■ Task to complete ■
Would you return the entries below word for word?
--------------------
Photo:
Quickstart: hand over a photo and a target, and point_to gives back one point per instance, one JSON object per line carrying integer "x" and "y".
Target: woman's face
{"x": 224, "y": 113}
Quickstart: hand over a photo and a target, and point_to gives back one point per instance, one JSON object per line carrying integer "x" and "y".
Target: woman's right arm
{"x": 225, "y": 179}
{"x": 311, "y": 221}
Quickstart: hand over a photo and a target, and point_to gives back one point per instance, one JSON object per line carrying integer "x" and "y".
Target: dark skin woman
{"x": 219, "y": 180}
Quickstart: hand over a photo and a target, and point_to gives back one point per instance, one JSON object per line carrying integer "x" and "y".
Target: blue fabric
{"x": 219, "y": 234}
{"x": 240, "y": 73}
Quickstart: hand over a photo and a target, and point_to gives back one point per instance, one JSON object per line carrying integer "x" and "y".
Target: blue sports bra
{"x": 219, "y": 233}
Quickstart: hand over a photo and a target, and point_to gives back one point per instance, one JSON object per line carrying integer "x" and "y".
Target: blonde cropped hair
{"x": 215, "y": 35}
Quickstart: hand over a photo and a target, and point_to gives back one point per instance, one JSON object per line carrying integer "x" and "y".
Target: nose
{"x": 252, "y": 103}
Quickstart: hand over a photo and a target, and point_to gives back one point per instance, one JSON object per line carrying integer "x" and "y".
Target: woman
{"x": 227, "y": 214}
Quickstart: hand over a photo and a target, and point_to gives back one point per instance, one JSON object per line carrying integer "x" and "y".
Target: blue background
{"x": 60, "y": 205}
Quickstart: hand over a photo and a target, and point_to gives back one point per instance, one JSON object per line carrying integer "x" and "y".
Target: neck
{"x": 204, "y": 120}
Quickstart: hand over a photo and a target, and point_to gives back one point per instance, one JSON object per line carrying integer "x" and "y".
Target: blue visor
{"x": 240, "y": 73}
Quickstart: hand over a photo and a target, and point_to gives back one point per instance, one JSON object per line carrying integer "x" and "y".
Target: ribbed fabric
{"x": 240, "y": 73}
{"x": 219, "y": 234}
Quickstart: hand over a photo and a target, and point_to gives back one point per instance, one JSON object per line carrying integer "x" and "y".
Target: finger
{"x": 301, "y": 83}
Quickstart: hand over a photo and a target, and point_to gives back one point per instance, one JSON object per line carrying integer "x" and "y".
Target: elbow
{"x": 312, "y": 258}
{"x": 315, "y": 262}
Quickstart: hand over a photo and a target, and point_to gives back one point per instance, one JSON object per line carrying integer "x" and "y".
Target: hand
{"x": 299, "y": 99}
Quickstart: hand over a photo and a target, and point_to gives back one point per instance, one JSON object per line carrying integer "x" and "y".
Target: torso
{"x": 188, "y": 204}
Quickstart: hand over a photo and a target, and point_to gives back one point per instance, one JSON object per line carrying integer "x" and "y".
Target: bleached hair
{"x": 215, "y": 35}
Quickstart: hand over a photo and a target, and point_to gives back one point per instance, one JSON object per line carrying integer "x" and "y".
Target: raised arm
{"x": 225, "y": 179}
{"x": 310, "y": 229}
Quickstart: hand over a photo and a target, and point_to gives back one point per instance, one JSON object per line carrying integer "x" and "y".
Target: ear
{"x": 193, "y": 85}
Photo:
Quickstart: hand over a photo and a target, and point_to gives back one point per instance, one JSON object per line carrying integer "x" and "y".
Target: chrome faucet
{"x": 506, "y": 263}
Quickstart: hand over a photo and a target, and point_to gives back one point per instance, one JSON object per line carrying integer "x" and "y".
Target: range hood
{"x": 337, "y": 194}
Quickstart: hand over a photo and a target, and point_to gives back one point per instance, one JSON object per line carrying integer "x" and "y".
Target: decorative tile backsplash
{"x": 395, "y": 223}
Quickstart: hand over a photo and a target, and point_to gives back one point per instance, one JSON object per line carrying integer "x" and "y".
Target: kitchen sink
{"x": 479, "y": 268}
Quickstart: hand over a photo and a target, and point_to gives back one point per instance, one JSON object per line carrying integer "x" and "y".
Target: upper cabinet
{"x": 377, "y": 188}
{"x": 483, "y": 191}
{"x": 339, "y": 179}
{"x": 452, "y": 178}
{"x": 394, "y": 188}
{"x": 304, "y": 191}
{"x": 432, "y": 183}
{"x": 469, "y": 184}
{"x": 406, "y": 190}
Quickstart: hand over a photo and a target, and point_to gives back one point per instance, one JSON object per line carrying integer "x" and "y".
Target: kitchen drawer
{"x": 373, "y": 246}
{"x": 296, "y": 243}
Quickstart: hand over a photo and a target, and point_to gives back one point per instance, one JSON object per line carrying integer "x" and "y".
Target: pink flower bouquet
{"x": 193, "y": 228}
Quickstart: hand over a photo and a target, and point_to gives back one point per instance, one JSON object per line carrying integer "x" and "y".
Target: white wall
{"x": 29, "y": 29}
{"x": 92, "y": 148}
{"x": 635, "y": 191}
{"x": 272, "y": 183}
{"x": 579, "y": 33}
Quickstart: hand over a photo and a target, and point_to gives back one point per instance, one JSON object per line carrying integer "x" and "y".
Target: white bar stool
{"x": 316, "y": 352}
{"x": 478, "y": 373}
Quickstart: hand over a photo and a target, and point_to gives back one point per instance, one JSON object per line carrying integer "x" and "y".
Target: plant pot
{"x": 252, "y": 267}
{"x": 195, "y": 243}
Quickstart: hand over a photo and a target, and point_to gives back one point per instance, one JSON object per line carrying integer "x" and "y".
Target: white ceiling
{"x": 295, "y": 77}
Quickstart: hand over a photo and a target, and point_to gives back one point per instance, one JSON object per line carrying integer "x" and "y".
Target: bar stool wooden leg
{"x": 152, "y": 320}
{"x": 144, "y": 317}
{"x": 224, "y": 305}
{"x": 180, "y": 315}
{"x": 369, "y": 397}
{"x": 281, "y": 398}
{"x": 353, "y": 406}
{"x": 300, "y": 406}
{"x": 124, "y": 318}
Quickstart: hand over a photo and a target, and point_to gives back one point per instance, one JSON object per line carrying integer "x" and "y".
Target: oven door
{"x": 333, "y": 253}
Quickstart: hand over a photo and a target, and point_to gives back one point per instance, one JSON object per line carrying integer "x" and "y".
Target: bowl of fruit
--------------------
■ Answer for this exercise ■
Photo:
Quickstart: hand over a photo and a target, and point_to gives back one point per instance, one JSON object per line carrying integer "x" and "y".
Target: woman's face
{"x": 224, "y": 113}
Quickstart: hand over a photo and a target, and point_to gives back one point per instance, one JSON object per line carrying integer "x" and "y".
Target: woman's right arm
{"x": 225, "y": 179}
{"x": 311, "y": 221}
Quickstart: hand over a photo and a target, and point_to gives back one point per instance, one JSON object per line carrying integer "x" and "y".
Target: dark skin woman
{"x": 219, "y": 180}
Quickstart: hand over a photo and a target, and point_to gives back one point per instance, one JSON object per line carrying integer "x" and "y".
Target: blue fabric
{"x": 219, "y": 234}
{"x": 240, "y": 73}
Quickstart: hand over a photo and a target, and point_to gives back one point per instance, one JSON object per line carrying integer "x" and "y".
Target: blue sports bra
{"x": 219, "y": 233}
Quickstart: hand over a photo and a target, and point_to gives back one point per instance, one JSON object per line carrying integer "x" and "y".
Target: blonde cropped hair
{"x": 215, "y": 35}
Quickstart: hand over a photo and a target, and point_to gives back one point per instance, one JSON object per line carrying integer "x" and "y".
Target: nose
{"x": 252, "y": 103}
Quickstart: hand over a photo and a target, and point_to gives back one point per instance, one JSON object per line carrying integer "x" and "y".
Target: woman
{"x": 227, "y": 214}
Quickstart: hand over a photo and a target, and point_to gives back one point per instance, one JSON object per line carrying integer "x" and "y".
Target: blue background
{"x": 60, "y": 205}
Quickstart: hand over a photo and a target, and point_to gives back one point per instance, one JSON object per line carrying integer "x" and "y".
Target: neck
{"x": 204, "y": 120}
Quickstart: hand over a photo and a target, and point_to gives back one point per instance, one JSON object per line carrying integer "x" and "y".
Target: blue visor
{"x": 240, "y": 73}
Quickstart: hand over a photo and a target, and point_to gives back one point per instance, one JSON object per line carrying integer "x" and "y".
Target: ribbed fabric
{"x": 240, "y": 73}
{"x": 219, "y": 234}
Quickstart: hand over a photo and a target, and point_to gives back one point per instance, one JSON object per line carrying integer "x" and "y".
Target: finger
{"x": 301, "y": 83}
Quickstart: hand over a photo and a target, and point_to gives back one point per instance, one JSON object per line carrying integer "x" and "y".
Target: elbow
{"x": 312, "y": 258}
{"x": 315, "y": 262}
Quickstart: hand over a photo and a target, and point_to gives back one point per instance, one JSON object per line carrying integer "x" and "y".
Target: hand
{"x": 299, "y": 99}
Quickstart: hand over a photo and a target, and point_to gives back one point per instance, one JSON object per line carrying integer "x" and "y".
Target: torso
{"x": 188, "y": 204}
Quickstart: hand over a photo and a target, and point_to gives back one point per instance, one JSON object per line carrying integer "x" and "y".
Target: bleached hair
{"x": 215, "y": 35}
Quickstart: hand over a photo and a target, and point_to gives back one point per instance, one JSON object per line carrying integer "x" and "y".
Target: raised arm
{"x": 225, "y": 179}
{"x": 310, "y": 229}
Quickstart: hand over a photo and a target, and point_to gives back one point per instance, one JSON object per line carrying integer "x" and "y".
Target: ear
{"x": 193, "y": 85}
Photo:
Quickstart: hand over a photo and a target, and point_to gives back one point per instance, one JSON object per line carrying integer "x" and "y".
Target: chrome faucet
{"x": 506, "y": 263}
Quickstart: hand over a photo and a target, and point_to gives back one point per instance, one JSON object per line carrying integer "x" and "y".
Target: range hood
{"x": 337, "y": 194}
Quickstart: hand over a photo and a target, and point_to gives back one point per instance, one JSON object per line carrying integer "x" and "y".
Target: decorative tile backsplash
{"x": 395, "y": 223}
Quickstart: hand over a photo and a target, and point_to gives back one point per instance, one JSON object per line carrying integer "x" and "y".
Target: kitchen sink
{"x": 479, "y": 268}
Quickstart: hand over a photo and a target, and point_to gives back one point per instance, one JSON object per line carrying integer "x" and "y".
Target: upper cabinet
{"x": 377, "y": 188}
{"x": 483, "y": 191}
{"x": 339, "y": 179}
{"x": 452, "y": 178}
{"x": 394, "y": 188}
{"x": 304, "y": 191}
{"x": 432, "y": 183}
{"x": 469, "y": 184}
{"x": 406, "y": 190}
Quickstart: hand over a photo and a target, and point_to gives back one point per instance, one JSON object per line carrying integer "x" and "y".
Target: kitchen drawer
{"x": 373, "y": 246}
{"x": 296, "y": 243}
Quickstart: hand over a photo and a target, and point_to gives back one point per instance, one JSON object per line carrying integer "x" and "y".
Target: pink flower bouquet
{"x": 193, "y": 228}
Quickstart: hand over a photo and a target, and point_to gives back one point per instance, one JSON object per line carrying integer "x" and "y".
Target: white wall
{"x": 29, "y": 29}
{"x": 92, "y": 148}
{"x": 635, "y": 191}
{"x": 272, "y": 183}
{"x": 579, "y": 33}
Quickstart: hand over a photo and a target, and point_to gives back one point per instance, one JSON object per line carrying integer "x" and "y".
Target: white bar stool
{"x": 316, "y": 352}
{"x": 478, "y": 373}
Quickstart: hand over a photo and a target, and point_to gives back one point per instance, one JSON object per line carrying integer "x" and "y".
Target: plant pot
{"x": 252, "y": 267}
{"x": 195, "y": 243}
Quickstart: hand over a photo and a target, and point_to gives back one point per instance, one JSON object per line carrying integer "x" and "y".
Target: white ceiling
{"x": 295, "y": 77}
Quickstart: hand over a photo and a target, and point_to gives back one point per instance, one JSON object per line carrying integer "x" and "y".
Target: bar stool wooden leg
{"x": 152, "y": 320}
{"x": 144, "y": 317}
{"x": 224, "y": 305}
{"x": 180, "y": 315}
{"x": 369, "y": 397}
{"x": 281, "y": 398}
{"x": 353, "y": 406}
{"x": 300, "y": 406}
{"x": 124, "y": 318}
Quickstart: hand over a photo and a target, and point_to gives back one point per instance, one JSON object per line carrying integer "x" and "y".
Target: oven door
{"x": 333, "y": 253}
Quickstart: hand over a photo and a target, and point_to gives back one point per instance, one JSON object per line carrying integer "x" and "y".
Target: bowl of fruit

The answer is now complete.